Return all lines from the listing below in which the string "body" occurs.

[[ SUPPLIED DATA, beginning ]]

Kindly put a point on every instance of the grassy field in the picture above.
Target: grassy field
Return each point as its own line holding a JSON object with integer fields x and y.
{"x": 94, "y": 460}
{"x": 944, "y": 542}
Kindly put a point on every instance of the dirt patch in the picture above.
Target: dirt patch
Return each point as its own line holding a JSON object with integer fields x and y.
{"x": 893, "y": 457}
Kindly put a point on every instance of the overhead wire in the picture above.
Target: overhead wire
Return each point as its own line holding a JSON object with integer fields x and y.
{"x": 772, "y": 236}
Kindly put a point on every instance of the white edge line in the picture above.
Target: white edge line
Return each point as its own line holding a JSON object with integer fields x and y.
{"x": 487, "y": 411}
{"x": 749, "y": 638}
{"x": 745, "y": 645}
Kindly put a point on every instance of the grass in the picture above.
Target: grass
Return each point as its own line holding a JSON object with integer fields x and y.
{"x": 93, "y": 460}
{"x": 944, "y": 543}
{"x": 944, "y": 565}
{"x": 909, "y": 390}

[[ SUPPLIED DATA, end ]]
[[ SUPPLIED DATA, beginning ]]

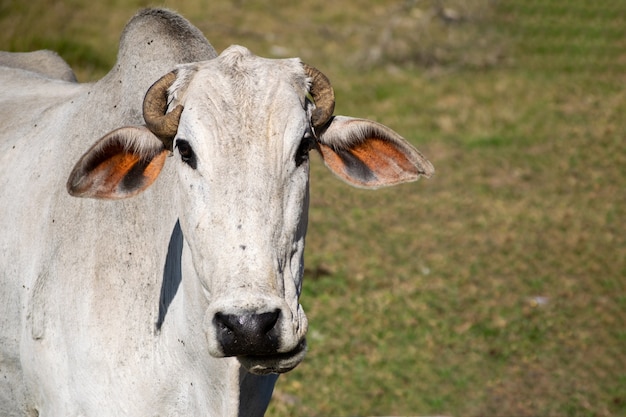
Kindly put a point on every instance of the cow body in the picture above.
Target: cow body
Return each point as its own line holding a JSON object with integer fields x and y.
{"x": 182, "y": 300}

[[ SUPPLIED DATA, end ]]

EXERCISE ANSWER
Kindly put a point on every instance of the cow body in the picture above.
Target: cow body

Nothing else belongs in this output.